[The exercise]
Pick out every line in the records below that contains the word "building", matching case exactly, and copy each one.

[Record extracts]

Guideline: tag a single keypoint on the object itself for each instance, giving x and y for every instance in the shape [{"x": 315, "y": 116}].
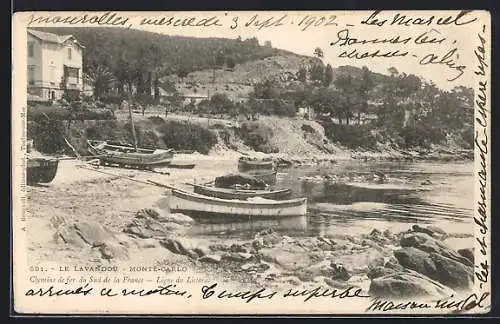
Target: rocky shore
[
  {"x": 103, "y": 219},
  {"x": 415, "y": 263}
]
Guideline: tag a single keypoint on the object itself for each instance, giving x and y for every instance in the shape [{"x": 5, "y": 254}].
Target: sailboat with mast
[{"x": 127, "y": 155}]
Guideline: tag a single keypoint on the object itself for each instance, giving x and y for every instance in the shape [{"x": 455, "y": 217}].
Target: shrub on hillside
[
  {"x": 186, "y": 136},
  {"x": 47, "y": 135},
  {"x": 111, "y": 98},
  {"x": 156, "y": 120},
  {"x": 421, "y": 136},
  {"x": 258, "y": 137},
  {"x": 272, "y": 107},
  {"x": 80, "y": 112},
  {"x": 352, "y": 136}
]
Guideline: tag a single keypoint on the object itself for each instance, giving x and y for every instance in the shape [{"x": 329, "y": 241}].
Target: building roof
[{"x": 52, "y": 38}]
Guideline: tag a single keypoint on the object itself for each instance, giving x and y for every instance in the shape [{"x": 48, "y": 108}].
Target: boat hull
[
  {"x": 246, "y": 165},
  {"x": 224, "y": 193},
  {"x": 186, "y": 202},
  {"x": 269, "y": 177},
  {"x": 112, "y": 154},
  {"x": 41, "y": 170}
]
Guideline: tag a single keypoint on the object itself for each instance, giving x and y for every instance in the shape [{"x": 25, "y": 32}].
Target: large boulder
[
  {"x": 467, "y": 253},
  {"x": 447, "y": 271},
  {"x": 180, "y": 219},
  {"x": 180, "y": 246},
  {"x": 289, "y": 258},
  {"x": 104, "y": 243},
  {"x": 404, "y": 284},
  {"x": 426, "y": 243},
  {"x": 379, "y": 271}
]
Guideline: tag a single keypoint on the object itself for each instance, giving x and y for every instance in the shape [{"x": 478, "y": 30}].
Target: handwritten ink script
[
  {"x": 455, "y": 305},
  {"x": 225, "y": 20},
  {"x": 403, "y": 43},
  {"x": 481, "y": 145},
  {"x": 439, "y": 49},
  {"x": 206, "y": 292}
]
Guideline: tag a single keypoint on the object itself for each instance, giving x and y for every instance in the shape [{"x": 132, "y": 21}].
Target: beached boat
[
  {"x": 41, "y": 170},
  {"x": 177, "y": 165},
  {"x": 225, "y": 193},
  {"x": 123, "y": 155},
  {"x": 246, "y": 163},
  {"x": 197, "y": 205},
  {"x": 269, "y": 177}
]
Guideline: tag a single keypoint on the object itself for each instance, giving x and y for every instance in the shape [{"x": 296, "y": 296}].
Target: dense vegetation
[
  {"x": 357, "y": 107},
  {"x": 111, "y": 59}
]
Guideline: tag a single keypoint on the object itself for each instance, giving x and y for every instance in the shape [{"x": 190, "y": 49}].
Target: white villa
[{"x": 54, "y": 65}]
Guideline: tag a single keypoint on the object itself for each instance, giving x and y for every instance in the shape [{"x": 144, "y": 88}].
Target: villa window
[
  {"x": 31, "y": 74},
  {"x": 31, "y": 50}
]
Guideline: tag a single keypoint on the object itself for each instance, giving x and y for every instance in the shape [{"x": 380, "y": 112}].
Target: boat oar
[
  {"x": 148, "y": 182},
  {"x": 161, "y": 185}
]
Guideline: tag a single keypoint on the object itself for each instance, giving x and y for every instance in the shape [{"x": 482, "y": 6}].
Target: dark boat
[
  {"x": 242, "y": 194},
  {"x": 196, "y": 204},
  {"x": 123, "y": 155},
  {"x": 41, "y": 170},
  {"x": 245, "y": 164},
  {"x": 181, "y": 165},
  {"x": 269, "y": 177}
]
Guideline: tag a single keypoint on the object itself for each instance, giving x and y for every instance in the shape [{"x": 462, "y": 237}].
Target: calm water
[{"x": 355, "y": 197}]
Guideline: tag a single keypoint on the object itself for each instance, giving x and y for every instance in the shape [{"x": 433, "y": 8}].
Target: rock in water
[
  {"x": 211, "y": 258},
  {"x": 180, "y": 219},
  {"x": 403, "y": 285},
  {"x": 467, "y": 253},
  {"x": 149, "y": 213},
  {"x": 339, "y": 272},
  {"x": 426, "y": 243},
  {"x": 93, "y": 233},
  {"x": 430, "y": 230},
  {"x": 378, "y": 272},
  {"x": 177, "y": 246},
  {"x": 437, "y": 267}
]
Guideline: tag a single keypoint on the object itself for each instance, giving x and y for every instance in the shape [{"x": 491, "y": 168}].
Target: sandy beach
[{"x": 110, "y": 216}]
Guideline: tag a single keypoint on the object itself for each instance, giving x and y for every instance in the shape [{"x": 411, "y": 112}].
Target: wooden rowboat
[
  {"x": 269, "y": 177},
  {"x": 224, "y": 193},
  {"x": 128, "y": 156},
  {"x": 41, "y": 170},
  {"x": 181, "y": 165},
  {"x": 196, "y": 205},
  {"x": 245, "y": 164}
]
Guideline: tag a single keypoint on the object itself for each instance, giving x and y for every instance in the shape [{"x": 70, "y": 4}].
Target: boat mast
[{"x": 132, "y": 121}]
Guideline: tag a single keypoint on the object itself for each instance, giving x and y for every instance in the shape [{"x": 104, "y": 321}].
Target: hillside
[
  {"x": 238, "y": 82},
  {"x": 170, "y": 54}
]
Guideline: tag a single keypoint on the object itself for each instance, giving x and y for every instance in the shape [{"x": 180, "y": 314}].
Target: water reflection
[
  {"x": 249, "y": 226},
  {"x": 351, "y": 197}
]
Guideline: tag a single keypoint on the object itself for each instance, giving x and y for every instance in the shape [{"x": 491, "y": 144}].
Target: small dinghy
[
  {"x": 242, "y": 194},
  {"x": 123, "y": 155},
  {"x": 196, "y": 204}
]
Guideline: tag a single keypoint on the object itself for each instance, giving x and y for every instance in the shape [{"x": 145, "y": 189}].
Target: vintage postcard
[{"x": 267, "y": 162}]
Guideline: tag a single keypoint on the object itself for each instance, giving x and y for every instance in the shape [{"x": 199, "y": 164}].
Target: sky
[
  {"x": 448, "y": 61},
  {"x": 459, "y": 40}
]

--

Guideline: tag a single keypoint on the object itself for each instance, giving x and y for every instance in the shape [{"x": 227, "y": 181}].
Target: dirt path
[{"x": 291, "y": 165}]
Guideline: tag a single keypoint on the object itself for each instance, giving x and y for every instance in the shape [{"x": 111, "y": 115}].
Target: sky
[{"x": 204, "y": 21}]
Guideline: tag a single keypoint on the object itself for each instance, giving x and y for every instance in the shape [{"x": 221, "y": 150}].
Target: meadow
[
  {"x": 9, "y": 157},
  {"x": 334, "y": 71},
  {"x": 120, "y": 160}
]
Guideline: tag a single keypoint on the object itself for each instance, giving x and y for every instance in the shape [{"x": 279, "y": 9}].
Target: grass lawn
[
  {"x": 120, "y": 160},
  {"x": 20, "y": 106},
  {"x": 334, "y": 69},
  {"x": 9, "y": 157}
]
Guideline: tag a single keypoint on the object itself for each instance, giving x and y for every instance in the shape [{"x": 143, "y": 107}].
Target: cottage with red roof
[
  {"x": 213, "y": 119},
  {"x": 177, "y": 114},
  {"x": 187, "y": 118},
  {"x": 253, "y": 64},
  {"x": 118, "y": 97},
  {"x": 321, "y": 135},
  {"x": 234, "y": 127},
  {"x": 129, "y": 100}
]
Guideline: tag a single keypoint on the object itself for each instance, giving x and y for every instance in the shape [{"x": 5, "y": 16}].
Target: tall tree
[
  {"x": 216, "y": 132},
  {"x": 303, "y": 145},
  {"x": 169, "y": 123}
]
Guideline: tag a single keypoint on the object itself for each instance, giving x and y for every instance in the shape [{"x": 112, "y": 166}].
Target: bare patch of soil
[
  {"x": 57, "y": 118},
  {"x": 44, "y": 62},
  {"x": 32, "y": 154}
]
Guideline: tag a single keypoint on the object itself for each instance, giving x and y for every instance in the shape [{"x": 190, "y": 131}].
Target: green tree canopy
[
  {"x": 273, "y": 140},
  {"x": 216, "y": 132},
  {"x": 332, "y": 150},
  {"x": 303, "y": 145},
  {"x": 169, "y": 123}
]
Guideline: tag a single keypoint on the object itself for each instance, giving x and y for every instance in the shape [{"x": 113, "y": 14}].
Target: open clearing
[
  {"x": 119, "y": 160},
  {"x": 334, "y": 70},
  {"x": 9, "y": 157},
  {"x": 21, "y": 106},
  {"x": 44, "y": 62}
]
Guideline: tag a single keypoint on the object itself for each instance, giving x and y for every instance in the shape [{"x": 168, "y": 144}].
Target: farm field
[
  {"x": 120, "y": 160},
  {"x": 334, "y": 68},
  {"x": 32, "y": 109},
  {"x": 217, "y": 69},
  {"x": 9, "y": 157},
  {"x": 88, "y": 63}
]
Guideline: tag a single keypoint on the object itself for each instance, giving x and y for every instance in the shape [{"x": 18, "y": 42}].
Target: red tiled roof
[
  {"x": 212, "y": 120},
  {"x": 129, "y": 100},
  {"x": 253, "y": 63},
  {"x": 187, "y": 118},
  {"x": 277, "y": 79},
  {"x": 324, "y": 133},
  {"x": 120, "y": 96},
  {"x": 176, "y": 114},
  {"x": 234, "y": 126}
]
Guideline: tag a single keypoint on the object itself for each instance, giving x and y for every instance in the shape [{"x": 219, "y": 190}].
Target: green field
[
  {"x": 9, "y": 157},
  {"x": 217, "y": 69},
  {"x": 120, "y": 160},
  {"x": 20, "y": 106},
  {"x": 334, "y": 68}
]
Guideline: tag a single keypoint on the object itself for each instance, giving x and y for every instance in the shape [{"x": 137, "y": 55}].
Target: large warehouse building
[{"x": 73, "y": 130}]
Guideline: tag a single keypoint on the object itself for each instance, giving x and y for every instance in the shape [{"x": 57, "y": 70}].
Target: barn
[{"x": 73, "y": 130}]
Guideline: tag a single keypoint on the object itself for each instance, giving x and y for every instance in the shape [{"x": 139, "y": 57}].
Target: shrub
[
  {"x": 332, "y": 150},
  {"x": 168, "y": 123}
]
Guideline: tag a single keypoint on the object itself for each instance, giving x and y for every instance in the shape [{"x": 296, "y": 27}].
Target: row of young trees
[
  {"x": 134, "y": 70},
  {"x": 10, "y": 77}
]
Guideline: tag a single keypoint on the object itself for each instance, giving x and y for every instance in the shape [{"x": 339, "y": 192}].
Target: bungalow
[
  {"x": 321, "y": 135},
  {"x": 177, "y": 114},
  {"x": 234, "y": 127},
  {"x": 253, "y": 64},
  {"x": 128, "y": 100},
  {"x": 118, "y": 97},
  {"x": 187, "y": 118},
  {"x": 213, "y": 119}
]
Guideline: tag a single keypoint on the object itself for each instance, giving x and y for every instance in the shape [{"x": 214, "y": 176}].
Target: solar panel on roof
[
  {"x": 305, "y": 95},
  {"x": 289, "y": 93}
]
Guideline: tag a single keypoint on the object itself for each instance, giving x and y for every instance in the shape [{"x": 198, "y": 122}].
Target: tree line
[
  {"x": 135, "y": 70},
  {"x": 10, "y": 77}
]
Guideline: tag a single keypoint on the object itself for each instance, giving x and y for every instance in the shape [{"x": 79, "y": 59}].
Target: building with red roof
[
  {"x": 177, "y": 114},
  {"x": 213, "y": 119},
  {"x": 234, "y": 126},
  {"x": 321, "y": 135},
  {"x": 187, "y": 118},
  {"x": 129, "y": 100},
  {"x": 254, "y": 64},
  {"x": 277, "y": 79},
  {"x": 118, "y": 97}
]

[Result of this task]
Target: building roof
Target: large warehouse building
Target: building with red roof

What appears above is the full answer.